**PAGE EXTRACT:**
════

DOWN THE RABBIT HOLE

Pretty, though as condensations go, less Wonder-full than Robert Sabuda’s pop-up Alice (2003) or the digital Alicewinks...

A much-abridged version of the classic’s first five chapters, dressed up with large and properly surreal illustrations.

Rhatigan and Nurnberg retain “Curiouser and curiouser!” and other select bits of the original while recasting the narrative in various sizes of type and a modern-sounding idiom: “Tiny Alice needed something special to eat to get back to her regular girl size.” They take Carroll’s bemused young explorer past initial ups and downs and her encounter with a certain (here, nonsmoking) Blue Caterpillar. Looking more to Disney than Tenniel, Puybaret casts Alice as a slender figure with flyaway corn-silk hair and big, blue, widely spaced eyes posing with balletic grace against broadly airbrushed backdrops. Leafless trees and barren hills give Wonderland an open, autumnal look. The odd vegetation adds an otherworldly tone, and compact houses and residents from the White Rabbit and the Dodo to occasional troupes of mice or other small creatures in circus dress are depicted with precise, lapidary polish. A marginally relevant endpaper map (partly blocked by the flaps) leads down the River of Tears, past a turnoff for a Bathroom and on toward “the Tea Party.”

════

**GIVEN DATA:**
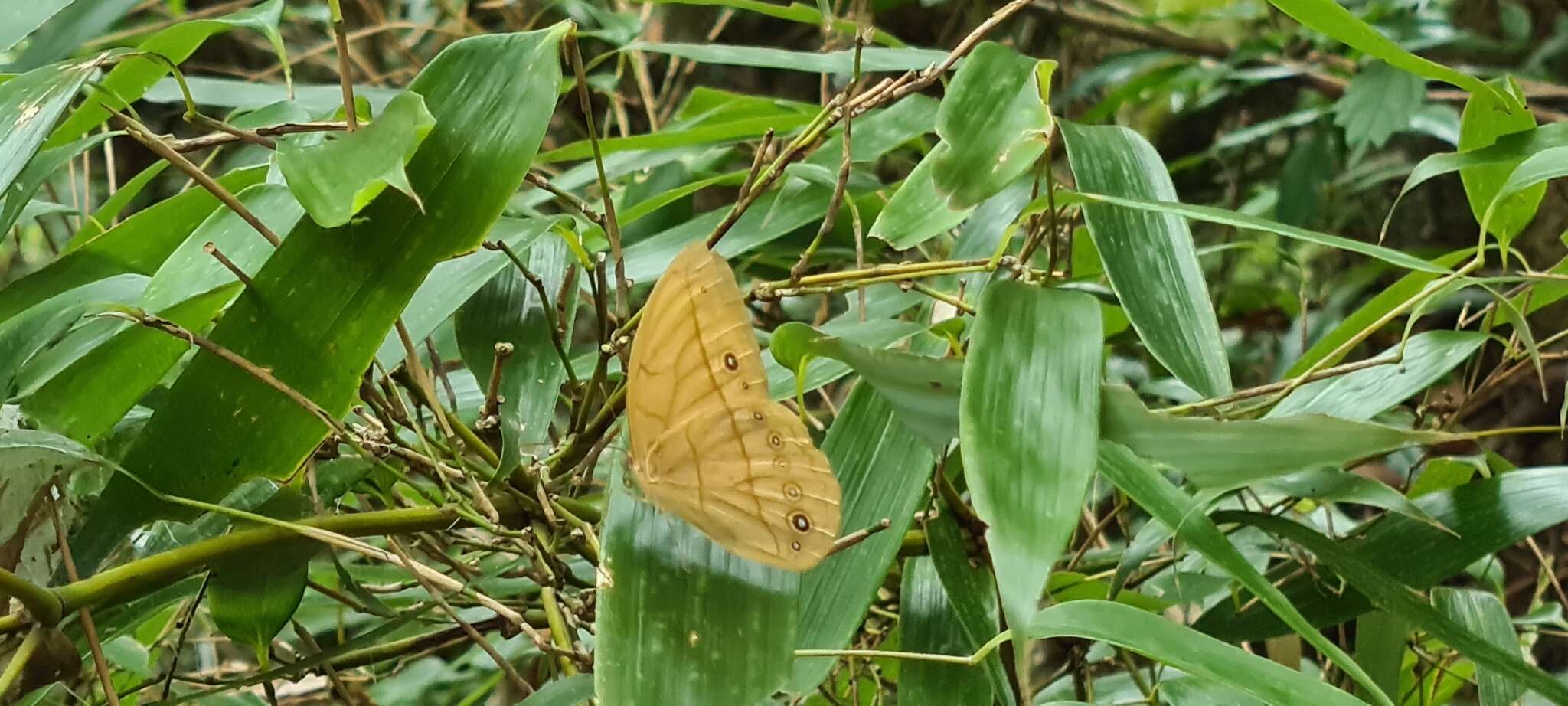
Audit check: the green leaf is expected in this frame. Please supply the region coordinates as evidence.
[1480,148,1568,247]
[1460,78,1546,243]
[1275,129,1338,227]
[1264,468,1442,527]
[1099,441,1394,706]
[48,0,289,146]
[0,166,266,320]
[1284,248,1475,378]
[1047,190,1447,273]
[958,281,1101,621]
[789,387,933,692]
[453,235,576,474]
[1357,610,1410,698]
[0,275,148,398]
[377,217,557,367]
[1014,601,1363,706]
[1432,587,1524,706]
[1264,331,1487,422]
[518,675,593,706]
[66,160,169,241]
[899,557,994,706]
[277,91,436,227]
[207,488,320,670]
[865,142,974,250]
[1334,61,1427,151]
[1269,0,1523,109]
[769,322,962,450]
[0,54,113,193]
[652,0,903,47]
[905,499,1013,703]
[932,41,1057,212]
[1101,386,1455,488]
[621,41,947,74]
[1058,121,1231,397]
[22,283,240,446]
[0,132,121,240]
[77,25,566,568]
[0,0,75,52]
[1194,466,1568,640]
[1380,123,1568,237]
[1214,512,1568,704]
[0,428,100,590]
[594,452,799,706]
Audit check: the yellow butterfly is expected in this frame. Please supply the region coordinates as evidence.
[626,240,839,571]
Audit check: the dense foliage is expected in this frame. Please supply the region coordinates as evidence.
[0,0,1568,706]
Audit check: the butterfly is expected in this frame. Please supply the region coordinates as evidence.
[626,240,841,571]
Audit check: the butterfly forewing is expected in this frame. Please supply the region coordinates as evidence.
[627,244,839,571]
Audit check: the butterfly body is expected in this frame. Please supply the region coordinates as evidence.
[627,242,841,571]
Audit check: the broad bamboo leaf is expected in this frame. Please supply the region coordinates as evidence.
[1058,121,1231,397]
[277,91,436,227]
[1013,601,1363,706]
[0,166,266,322]
[867,142,974,250]
[77,25,566,570]
[1194,466,1568,642]
[899,557,994,706]
[789,387,933,694]
[958,283,1101,621]
[594,450,799,706]
[0,54,115,193]
[1101,386,1455,488]
[1432,587,1524,706]
[1269,0,1523,104]
[1099,441,1394,706]
[621,41,947,74]
[453,235,576,474]
[1459,78,1546,250]
[1214,512,1568,704]
[1264,331,1487,422]
[48,0,289,148]
[932,41,1057,212]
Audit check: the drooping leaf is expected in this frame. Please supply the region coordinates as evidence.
[1099,441,1394,706]
[865,142,974,250]
[1014,601,1363,706]
[594,450,799,706]
[0,0,74,52]
[621,41,947,74]
[1194,468,1568,640]
[0,168,266,320]
[789,387,932,692]
[22,283,240,444]
[925,501,1013,703]
[1432,587,1524,706]
[1334,61,1427,151]
[899,557,994,706]
[932,41,1057,212]
[1058,121,1231,397]
[1459,80,1546,248]
[1215,512,1568,704]
[453,237,573,474]
[1101,386,1455,488]
[77,25,566,568]
[277,93,436,227]
[1264,331,1487,422]
[958,283,1101,621]
[48,0,289,148]
[0,52,115,193]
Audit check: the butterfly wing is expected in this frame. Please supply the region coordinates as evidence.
[627,242,839,571]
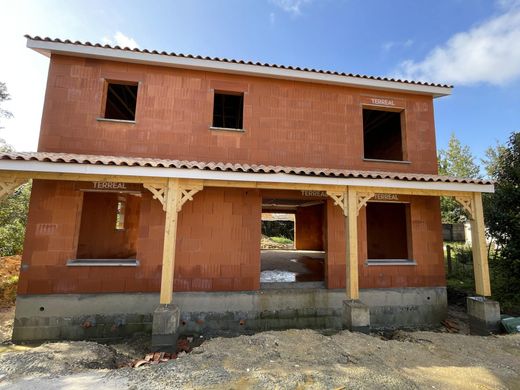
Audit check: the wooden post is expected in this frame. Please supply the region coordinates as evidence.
[471,192,491,297]
[160,179,181,305]
[446,245,453,275]
[343,187,359,300]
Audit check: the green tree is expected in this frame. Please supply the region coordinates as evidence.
[484,132,520,311]
[438,133,480,223]
[480,141,506,179]
[0,183,31,256]
[0,87,31,256]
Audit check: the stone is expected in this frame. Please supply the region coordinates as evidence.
[152,304,181,353]
[343,300,370,333]
[466,297,500,336]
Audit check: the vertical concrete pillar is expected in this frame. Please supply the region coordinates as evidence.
[466,297,500,336]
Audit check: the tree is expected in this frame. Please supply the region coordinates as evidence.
[480,141,506,179]
[438,133,480,223]
[484,132,520,310]
[0,183,31,256]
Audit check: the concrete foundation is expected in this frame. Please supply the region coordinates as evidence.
[466,297,500,336]
[13,285,447,344]
[152,304,181,353]
[343,300,370,333]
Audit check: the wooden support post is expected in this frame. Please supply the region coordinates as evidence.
[471,192,491,297]
[343,187,359,300]
[160,179,181,305]
[446,245,453,275]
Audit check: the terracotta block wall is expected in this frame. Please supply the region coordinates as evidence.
[18,180,261,295]
[326,196,446,288]
[38,55,437,173]
[295,205,324,251]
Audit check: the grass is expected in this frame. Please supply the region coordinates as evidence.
[269,237,293,244]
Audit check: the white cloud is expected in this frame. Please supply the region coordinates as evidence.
[397,4,520,85]
[101,31,139,49]
[271,0,311,16]
[381,39,413,51]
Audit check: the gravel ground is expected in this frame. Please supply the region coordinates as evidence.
[0,330,520,389]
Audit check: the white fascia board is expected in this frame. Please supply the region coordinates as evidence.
[27,38,451,97]
[0,160,494,192]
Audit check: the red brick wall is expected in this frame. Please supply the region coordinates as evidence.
[18,180,261,294]
[39,55,437,173]
[326,196,446,288]
[18,180,445,294]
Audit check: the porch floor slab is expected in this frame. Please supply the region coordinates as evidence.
[260,249,325,283]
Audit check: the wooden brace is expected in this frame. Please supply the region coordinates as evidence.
[143,183,202,212]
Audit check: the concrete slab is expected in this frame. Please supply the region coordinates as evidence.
[13,283,447,343]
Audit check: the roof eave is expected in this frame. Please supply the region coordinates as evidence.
[0,160,494,193]
[27,38,451,98]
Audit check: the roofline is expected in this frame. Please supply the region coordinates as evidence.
[0,160,494,193]
[27,36,451,98]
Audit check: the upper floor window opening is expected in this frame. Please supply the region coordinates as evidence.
[104,82,137,121]
[212,92,244,130]
[363,108,404,161]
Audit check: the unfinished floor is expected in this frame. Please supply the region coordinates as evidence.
[260,250,325,283]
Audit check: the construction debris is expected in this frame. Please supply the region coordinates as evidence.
[129,337,195,368]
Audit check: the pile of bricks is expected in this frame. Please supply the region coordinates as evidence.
[131,338,193,368]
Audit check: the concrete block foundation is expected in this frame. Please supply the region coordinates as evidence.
[343,300,370,333]
[466,297,500,336]
[152,304,181,353]
[13,287,447,345]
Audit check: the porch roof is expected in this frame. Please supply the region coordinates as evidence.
[0,152,494,192]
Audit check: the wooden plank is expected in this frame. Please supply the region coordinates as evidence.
[344,187,359,300]
[471,192,491,297]
[160,179,181,304]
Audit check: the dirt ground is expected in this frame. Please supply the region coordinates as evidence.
[0,308,520,389]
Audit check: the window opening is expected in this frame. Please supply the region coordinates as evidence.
[366,202,411,260]
[213,92,244,129]
[260,198,325,288]
[105,83,137,121]
[76,192,141,260]
[363,108,403,161]
[116,197,126,230]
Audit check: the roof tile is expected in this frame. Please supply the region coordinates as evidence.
[25,34,453,88]
[0,152,493,184]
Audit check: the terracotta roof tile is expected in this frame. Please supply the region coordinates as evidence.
[0,152,493,184]
[25,35,453,88]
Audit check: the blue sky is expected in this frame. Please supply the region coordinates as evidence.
[0,0,520,168]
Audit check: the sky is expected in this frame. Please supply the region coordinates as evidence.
[0,0,520,168]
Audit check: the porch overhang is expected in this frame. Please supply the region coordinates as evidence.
[0,153,494,306]
[0,153,494,196]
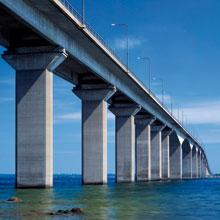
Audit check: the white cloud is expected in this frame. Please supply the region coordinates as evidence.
[175,100,220,125]
[202,129,220,144]
[114,37,142,50]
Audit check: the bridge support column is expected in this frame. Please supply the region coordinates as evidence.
[73,85,116,184]
[135,115,154,181]
[109,104,140,182]
[198,150,201,178]
[192,147,198,179]
[182,141,192,179]
[201,156,205,178]
[151,124,164,180]
[169,133,182,179]
[3,47,67,188]
[162,129,171,179]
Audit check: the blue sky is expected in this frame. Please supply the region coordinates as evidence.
[0,0,220,173]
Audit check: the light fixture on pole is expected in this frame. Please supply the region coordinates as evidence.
[153,77,164,105]
[111,23,129,72]
[137,57,151,94]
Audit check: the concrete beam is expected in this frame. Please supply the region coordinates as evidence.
[170,132,182,179]
[162,127,172,179]
[151,124,165,180]
[182,140,192,179]
[109,104,140,182]
[3,48,66,188]
[192,145,198,179]
[73,85,116,184]
[135,115,155,181]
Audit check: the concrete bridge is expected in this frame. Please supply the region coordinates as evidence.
[0,0,211,188]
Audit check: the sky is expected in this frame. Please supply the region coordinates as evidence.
[0,0,220,173]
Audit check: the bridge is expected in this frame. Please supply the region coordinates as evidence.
[0,0,211,188]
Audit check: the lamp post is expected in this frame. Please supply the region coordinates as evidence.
[111,23,129,72]
[153,77,164,105]
[137,57,151,94]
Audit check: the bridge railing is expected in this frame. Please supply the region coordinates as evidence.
[58,0,203,146]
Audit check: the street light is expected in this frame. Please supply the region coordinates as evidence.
[137,57,151,94]
[111,23,129,71]
[153,77,164,105]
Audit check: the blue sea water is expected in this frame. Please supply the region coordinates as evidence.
[0,175,220,220]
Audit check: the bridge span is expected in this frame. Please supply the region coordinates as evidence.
[0,0,211,188]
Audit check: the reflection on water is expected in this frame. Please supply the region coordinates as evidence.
[0,175,220,220]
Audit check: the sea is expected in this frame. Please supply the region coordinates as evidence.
[0,175,220,220]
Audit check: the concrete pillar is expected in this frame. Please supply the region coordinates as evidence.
[182,140,192,179]
[162,129,172,179]
[192,146,198,178]
[151,124,164,180]
[3,48,67,188]
[73,85,116,184]
[170,132,182,179]
[135,115,154,181]
[201,155,205,178]
[109,104,140,182]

════

**TASKS TO PERFORM:**
(A) Duplicate the stretch of the Alice review from "Pretty, though as" through "properly surreal illustrations.".
(B) In the records, set down the stretch from the line that contains "Audit check: the wooden plank" through the line that contains "[160,179,181,304]", exactly as those lines appear.

**ANSWERS BY TASK:**
(A)
Pretty, though as condensations go, less Wonder-full than Robert Sabuda’s pop-up Alice (2003) or the digital Alicewinks...

A much-abridged version of the classic’s first five chapters, dressed up with large and properly surreal illustrations.

(B)
Audit check: the wooden plank is expected in this frame. Please supply the region coordinates as evidence.
[344,187,359,300]
[471,192,491,297]
[160,179,181,304]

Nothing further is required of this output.